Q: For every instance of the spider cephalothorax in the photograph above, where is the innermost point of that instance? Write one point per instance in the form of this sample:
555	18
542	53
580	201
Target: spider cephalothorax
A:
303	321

---*---

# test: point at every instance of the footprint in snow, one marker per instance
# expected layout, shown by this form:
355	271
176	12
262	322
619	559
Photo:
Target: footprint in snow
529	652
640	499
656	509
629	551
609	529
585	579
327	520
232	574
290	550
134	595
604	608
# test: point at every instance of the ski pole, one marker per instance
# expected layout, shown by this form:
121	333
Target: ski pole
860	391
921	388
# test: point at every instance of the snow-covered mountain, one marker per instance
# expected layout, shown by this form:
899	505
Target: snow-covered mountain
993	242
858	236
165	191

---*---

▶ Work to be completed
What is the number of lines in the data above that include the word "marker"? Answer with that number only.

▶ Exercise result
3